TASK TO COMPLETE: Please convert everything from the line containing "Point out each dirt" down to the line containing "[[89, 113, 598, 817]]", both included, into a Markdown table with the columns Entry and Line Text. Give each line its own number and skip blank lines.

INFORMATION SUPPLIED:
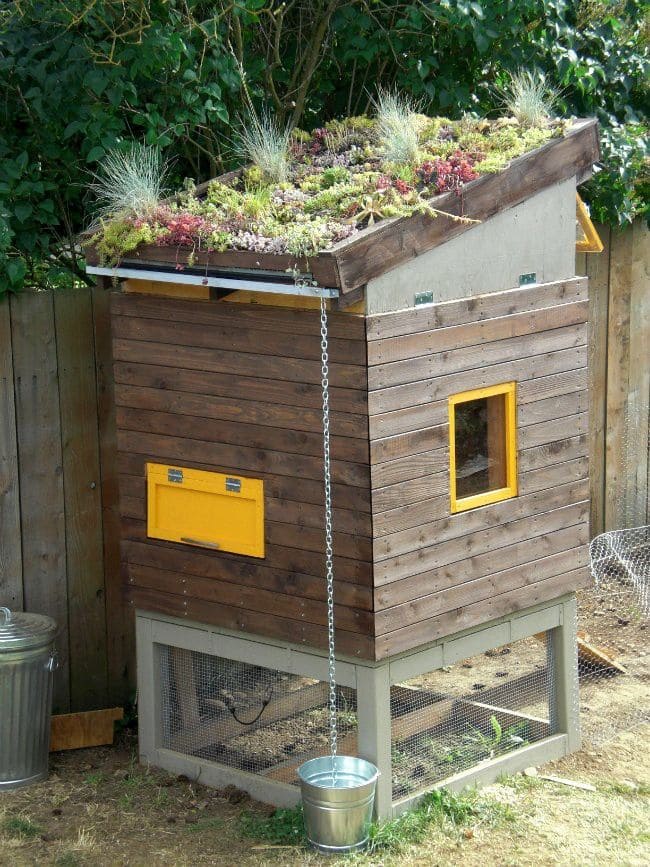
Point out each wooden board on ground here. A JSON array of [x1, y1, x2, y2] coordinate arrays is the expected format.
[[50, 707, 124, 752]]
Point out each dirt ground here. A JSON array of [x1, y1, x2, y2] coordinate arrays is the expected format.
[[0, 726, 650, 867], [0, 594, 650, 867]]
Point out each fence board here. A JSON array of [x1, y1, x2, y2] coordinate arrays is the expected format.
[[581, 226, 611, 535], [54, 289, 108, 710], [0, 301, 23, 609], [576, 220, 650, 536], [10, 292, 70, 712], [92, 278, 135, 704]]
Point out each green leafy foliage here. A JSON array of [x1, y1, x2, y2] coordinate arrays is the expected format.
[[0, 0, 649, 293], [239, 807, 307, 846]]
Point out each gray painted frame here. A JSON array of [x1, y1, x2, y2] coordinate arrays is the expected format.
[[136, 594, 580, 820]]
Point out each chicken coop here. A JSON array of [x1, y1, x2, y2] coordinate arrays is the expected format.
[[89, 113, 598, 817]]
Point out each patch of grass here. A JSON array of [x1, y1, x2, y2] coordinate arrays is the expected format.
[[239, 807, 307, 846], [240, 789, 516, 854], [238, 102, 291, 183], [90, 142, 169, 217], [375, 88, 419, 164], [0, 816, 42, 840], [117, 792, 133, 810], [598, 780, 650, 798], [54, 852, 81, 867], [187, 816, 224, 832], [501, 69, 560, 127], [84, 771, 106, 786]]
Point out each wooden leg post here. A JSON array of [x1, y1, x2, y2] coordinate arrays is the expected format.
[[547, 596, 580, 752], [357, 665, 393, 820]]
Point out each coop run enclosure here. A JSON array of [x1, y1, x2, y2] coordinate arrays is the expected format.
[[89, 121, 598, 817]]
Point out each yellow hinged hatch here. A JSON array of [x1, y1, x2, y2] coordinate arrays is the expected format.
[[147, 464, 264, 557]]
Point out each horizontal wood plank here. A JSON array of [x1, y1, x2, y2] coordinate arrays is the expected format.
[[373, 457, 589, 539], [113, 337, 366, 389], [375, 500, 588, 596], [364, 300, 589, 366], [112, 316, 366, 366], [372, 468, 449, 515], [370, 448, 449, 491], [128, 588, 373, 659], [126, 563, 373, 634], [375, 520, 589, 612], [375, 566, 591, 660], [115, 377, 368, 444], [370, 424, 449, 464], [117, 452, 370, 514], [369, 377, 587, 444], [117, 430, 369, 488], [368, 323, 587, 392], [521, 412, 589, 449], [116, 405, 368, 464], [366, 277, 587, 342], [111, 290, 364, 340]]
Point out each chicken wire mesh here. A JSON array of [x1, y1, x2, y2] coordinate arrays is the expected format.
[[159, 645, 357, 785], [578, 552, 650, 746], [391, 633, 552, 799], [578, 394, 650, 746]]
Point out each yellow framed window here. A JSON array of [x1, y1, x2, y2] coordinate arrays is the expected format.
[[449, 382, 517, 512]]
---
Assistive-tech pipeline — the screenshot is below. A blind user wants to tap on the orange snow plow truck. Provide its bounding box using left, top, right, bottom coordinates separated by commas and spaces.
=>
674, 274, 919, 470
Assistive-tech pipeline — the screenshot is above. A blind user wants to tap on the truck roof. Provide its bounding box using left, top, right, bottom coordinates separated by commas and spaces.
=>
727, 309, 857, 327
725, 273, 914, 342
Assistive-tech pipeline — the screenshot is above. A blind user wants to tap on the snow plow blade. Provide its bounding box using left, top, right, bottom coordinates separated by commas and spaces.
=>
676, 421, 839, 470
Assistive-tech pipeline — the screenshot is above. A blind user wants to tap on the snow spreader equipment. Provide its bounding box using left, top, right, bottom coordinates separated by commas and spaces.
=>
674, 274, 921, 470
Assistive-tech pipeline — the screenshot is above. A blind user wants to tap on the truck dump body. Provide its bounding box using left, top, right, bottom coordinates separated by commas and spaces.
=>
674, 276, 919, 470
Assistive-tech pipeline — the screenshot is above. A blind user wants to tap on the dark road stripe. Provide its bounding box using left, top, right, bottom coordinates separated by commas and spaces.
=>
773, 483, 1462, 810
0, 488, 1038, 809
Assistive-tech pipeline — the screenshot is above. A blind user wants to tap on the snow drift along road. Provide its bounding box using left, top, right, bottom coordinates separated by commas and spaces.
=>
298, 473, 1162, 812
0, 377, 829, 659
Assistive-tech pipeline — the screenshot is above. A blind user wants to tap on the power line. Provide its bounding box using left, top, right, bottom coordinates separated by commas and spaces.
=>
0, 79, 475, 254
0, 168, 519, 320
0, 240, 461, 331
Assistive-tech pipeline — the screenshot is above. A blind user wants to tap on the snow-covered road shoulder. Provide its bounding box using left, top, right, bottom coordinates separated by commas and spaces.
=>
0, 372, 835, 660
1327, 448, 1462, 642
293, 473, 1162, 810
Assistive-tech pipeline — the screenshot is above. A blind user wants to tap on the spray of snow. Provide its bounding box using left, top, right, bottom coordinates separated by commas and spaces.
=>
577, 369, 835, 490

COMPLETE OUTPUT:
| Entry | Line Text |
|---|---|
| 1 | Point out each dirt ground here. A JSON array of [x1, y1, x2, y2] coordinate arrays is the expected format. |
| 2 | [[0, 726, 650, 867], [0, 594, 650, 867]] |
| 3 | Point out each fence board here. A JSON array of [x1, y1, x2, y2] coordinate arrays is the expected format. |
| 4 | [[581, 226, 611, 535], [54, 289, 108, 710], [0, 301, 23, 609], [576, 220, 650, 536], [10, 292, 70, 712], [92, 278, 135, 704]] |
| 5 | Point out each green leafy foliage here. A JSON array of [x1, y1, x2, y2] coordinate arrays is the expected format. |
| 6 | [[0, 0, 649, 293], [239, 807, 307, 846]] |
| 7 | Point out each gray painted frame here. A JSON array of [x1, y1, x2, y2] coordinate arrays is the expected format. |
| 8 | [[136, 594, 580, 820]] |
| 9 | Point out each chicken coop here. A JSON array of [x1, y1, x2, y2] coordinate arrays is the expected format. |
| 10 | [[89, 113, 598, 817]] |